_Exercise:_
In full and without change, return each entry.

_Entries provided:_
+++++

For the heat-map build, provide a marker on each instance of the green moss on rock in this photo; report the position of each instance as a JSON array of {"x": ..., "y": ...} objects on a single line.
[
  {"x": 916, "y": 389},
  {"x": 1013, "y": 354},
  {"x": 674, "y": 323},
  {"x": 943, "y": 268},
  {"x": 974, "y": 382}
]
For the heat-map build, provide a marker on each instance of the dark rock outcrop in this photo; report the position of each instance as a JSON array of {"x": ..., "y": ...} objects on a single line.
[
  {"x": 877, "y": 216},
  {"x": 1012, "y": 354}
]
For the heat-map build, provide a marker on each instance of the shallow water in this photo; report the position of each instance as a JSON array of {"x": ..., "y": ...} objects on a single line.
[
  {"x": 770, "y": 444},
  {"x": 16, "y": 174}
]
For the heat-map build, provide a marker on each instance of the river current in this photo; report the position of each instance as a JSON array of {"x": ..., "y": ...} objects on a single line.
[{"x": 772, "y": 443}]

+++++

_Written response:_
For the heat-map build, provide a marker on each instance of the green moss on rock in this photo; report the position of each instance as a JSON array of {"x": ..., "y": ...} objects on a single line.
[
  {"x": 916, "y": 389},
  {"x": 1013, "y": 354},
  {"x": 674, "y": 323},
  {"x": 943, "y": 268},
  {"x": 974, "y": 382}
]
For the heat-map build, provide a marker on each instance of the dark rock outcrop in this photo; report the position of each instance as a JSON array of {"x": ..., "y": ...} objects on a single line.
[
  {"x": 877, "y": 216},
  {"x": 1012, "y": 354}
]
For the heat-map build, provide a marker on each instance of the shallow water in this photo; report the position of each instance as a JSON array of {"x": ..., "y": ...} objects on a single line.
[
  {"x": 770, "y": 444},
  {"x": 16, "y": 174}
]
For the heat-map build, provide a marker on each instance of the river current in this photo; report the position of each instance as a JSON array of {"x": ..., "y": ...} objects on a single line.
[{"x": 772, "y": 443}]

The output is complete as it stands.